(Entries for pointing and labeling)
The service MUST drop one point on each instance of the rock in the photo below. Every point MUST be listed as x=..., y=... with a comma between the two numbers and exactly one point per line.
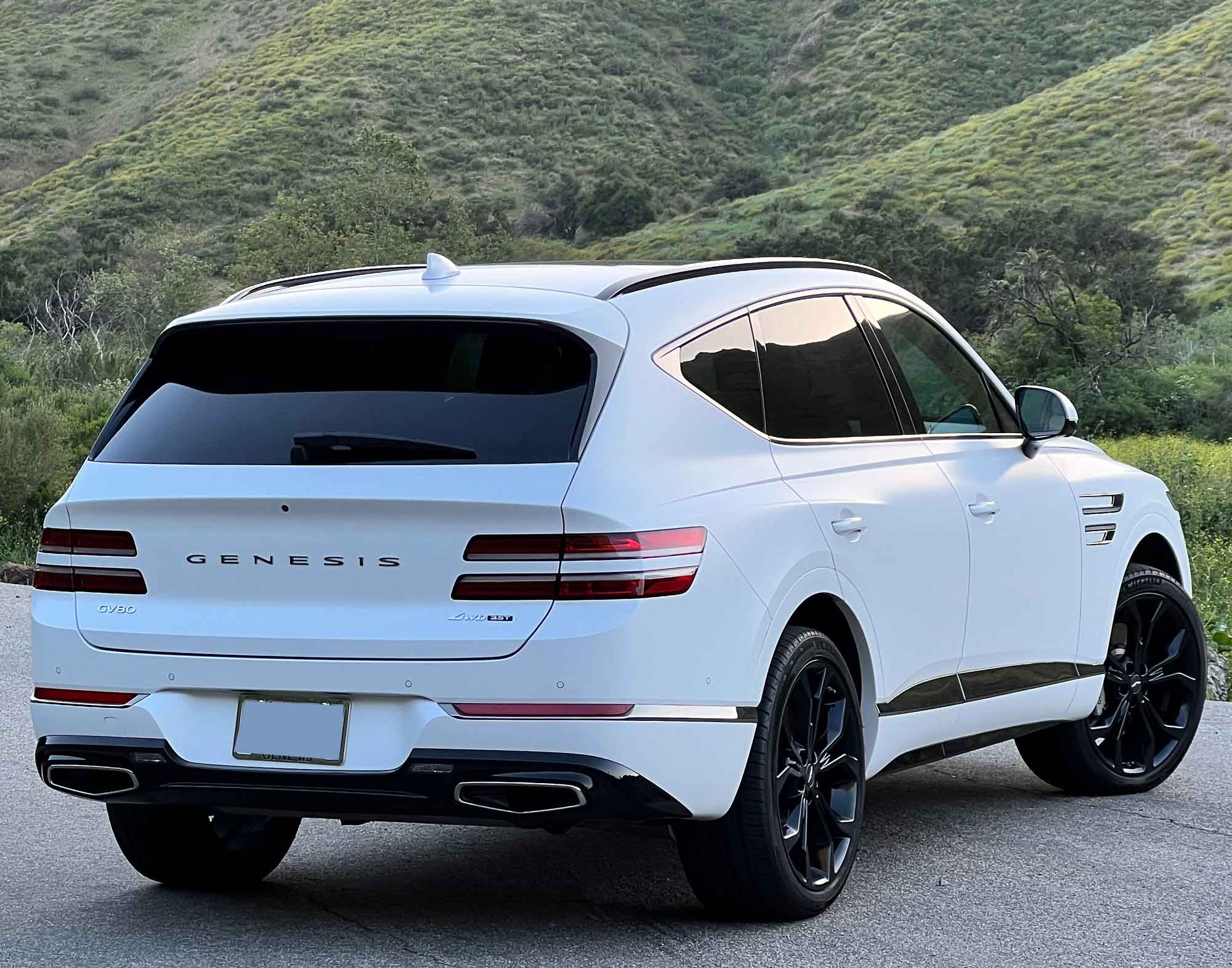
x=1217, y=674
x=17, y=574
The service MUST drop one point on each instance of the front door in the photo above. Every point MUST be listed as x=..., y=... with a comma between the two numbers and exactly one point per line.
x=884, y=506
x=1022, y=523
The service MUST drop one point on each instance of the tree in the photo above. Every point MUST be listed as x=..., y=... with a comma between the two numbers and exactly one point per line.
x=739, y=181
x=381, y=209
x=617, y=203
x=556, y=212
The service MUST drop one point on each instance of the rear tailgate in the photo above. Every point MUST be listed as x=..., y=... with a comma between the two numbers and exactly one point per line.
x=307, y=488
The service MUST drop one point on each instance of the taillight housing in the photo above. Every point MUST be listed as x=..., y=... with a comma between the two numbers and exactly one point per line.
x=570, y=587
x=78, y=541
x=78, y=578
x=586, y=547
x=88, y=578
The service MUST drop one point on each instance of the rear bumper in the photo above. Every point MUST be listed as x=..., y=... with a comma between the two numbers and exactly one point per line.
x=432, y=786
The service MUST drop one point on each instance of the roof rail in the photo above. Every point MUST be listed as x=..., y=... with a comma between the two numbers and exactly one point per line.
x=663, y=275
x=337, y=274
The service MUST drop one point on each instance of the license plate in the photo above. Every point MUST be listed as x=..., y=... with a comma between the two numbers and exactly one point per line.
x=291, y=730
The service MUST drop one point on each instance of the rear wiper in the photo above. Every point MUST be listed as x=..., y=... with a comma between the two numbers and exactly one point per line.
x=370, y=449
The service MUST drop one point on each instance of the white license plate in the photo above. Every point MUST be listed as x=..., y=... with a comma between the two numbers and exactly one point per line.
x=291, y=730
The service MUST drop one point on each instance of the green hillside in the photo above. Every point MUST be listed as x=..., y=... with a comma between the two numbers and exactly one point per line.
x=132, y=112
x=492, y=91
x=1148, y=134
x=865, y=76
x=81, y=71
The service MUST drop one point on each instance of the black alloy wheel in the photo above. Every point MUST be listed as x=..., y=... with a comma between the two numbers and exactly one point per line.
x=1150, y=701
x=1151, y=686
x=788, y=847
x=817, y=774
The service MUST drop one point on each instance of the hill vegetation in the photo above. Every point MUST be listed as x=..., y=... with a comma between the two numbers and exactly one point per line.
x=121, y=115
x=1145, y=136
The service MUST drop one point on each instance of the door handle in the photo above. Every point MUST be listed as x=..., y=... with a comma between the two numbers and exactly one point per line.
x=848, y=525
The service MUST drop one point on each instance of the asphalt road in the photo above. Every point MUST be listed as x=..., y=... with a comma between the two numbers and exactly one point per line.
x=971, y=861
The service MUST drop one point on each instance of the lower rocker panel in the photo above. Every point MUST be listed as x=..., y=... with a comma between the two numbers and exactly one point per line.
x=958, y=747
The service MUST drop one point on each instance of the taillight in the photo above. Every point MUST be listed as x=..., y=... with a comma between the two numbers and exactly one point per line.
x=635, y=545
x=543, y=709
x=76, y=578
x=586, y=547
x=626, y=585
x=76, y=541
x=502, y=588
x=575, y=588
x=514, y=548
x=91, y=698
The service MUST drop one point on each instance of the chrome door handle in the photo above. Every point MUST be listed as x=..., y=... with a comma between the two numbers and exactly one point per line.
x=848, y=525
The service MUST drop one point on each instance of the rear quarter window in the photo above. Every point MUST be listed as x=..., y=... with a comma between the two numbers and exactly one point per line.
x=355, y=392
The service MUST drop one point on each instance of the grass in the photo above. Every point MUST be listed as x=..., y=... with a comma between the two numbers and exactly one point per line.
x=131, y=112
x=1144, y=134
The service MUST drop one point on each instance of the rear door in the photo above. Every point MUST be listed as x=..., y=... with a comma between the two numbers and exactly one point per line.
x=888, y=513
x=309, y=488
x=1019, y=511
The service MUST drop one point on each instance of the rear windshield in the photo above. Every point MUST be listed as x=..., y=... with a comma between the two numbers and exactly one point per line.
x=355, y=392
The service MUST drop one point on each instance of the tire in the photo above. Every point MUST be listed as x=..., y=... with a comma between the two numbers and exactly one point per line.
x=744, y=866
x=1151, y=702
x=190, y=848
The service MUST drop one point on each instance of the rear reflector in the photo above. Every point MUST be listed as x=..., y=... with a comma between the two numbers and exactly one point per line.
x=543, y=709
x=84, y=696
x=586, y=547
x=575, y=588
x=76, y=541
x=104, y=580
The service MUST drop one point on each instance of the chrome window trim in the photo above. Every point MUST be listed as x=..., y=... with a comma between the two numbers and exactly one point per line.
x=666, y=360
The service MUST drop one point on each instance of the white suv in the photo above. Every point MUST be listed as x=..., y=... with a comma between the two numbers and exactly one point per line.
x=546, y=545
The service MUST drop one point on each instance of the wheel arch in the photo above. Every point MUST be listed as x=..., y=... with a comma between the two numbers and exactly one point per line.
x=817, y=601
x=1156, y=551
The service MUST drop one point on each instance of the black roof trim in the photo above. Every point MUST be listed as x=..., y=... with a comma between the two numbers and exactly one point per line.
x=337, y=274
x=663, y=276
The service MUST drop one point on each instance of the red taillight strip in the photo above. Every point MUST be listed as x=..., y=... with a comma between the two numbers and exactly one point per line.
x=104, y=580
x=576, y=588
x=626, y=585
x=514, y=548
x=84, y=698
x=76, y=541
x=635, y=545
x=505, y=588
x=586, y=547
x=543, y=709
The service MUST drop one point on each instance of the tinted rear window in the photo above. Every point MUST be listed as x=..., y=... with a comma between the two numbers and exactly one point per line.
x=820, y=376
x=355, y=392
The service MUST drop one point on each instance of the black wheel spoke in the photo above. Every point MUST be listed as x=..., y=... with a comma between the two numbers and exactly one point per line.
x=1183, y=680
x=1171, y=654
x=1160, y=725
x=1150, y=744
x=790, y=773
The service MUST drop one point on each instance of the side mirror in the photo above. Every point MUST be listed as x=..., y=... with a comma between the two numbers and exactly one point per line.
x=1044, y=414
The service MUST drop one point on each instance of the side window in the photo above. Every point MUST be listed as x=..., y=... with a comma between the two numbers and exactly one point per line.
x=950, y=392
x=819, y=375
x=724, y=365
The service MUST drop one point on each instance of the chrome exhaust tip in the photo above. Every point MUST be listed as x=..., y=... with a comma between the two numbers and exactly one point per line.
x=519, y=797
x=91, y=781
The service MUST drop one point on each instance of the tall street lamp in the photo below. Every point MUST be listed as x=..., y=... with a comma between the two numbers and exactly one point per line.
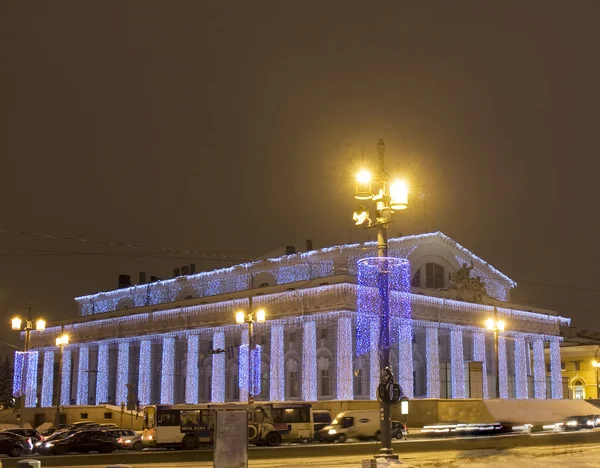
x=495, y=325
x=27, y=326
x=61, y=342
x=250, y=317
x=389, y=197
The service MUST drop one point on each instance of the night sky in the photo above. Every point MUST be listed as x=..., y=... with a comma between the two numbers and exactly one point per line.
x=235, y=127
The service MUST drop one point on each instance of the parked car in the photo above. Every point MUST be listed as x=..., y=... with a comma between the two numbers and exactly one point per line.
x=14, y=445
x=82, y=442
x=34, y=435
x=575, y=423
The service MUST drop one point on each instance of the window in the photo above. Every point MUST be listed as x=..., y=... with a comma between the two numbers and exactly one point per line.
x=434, y=276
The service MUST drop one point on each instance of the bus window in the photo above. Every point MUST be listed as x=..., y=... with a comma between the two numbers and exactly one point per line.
x=168, y=418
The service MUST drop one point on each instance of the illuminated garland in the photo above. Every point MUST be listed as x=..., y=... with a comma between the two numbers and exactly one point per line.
x=83, y=376
x=145, y=372
x=218, y=368
x=167, y=379
x=65, y=381
x=102, y=374
x=309, y=360
x=344, y=389
x=191, y=379
x=457, y=363
x=48, y=379
x=539, y=369
x=277, y=367
x=123, y=373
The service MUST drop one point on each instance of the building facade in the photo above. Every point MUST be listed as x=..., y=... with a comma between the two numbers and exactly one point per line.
x=152, y=341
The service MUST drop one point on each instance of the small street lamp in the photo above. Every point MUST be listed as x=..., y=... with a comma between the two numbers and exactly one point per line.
x=495, y=325
x=61, y=342
x=27, y=326
x=389, y=198
x=249, y=318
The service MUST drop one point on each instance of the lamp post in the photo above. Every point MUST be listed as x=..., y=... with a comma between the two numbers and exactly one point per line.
x=495, y=325
x=27, y=326
x=61, y=342
x=249, y=318
x=389, y=197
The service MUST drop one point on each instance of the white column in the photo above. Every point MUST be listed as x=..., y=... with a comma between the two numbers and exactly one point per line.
x=457, y=363
x=65, y=378
x=555, y=370
x=218, y=368
x=191, y=375
x=145, y=372
x=479, y=356
x=502, y=366
x=103, y=374
x=405, y=358
x=309, y=361
x=539, y=368
x=31, y=381
x=277, y=369
x=345, y=390
x=48, y=379
x=167, y=381
x=432, y=351
x=374, y=359
x=83, y=376
x=520, y=368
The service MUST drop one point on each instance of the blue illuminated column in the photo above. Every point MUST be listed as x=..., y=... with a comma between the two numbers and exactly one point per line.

◆ **What needs to be done**
Rewrite the material from its start through the line holding "x=432, y=786", inclusive, swapping "taillight housing" for "taillight assembly" and changing nothing else. Leave the pictures out of your answer.

◆ **Problem solution**
The service MUST drop one point on each instance of the rock in the photo below. Every point MUST be listed as x=..., y=... with a comma between the two numbers and exactly one point per line.
x=1217, y=674
x=17, y=574
The service MUST drop one point on each instance of the front door in the photo above. Every point MUST be listed as x=..., y=... with a comma between the two numbers and exactly one point per line.
x=884, y=506
x=1022, y=523
The service MUST drop one point on each instance of the tree in the photo above. Every point MUST be listed as x=..., y=... with a comma between the two numbers and exactly one point per line.
x=739, y=181
x=381, y=209
x=617, y=203
x=556, y=212
The service MUST drop one point on each instance of the rear tailgate in the photo above. Every point MUST be listed as x=..., y=... with a comma between the two numbers and exactly one point per line.
x=307, y=488
The service MUST drop one point on each instance of the taillight assembly in the photo above. Every point MUST be listed as x=..., y=... with a comma between the two numbers and exactly one point per line.
x=570, y=587
x=78, y=541
x=78, y=578
x=586, y=547
x=88, y=578
The service MUST drop one point on each instance of the rear bumper in the photo above. Every point MUST be listed as x=..., y=... with a comma between the two numbers and exactly one point per line.
x=432, y=786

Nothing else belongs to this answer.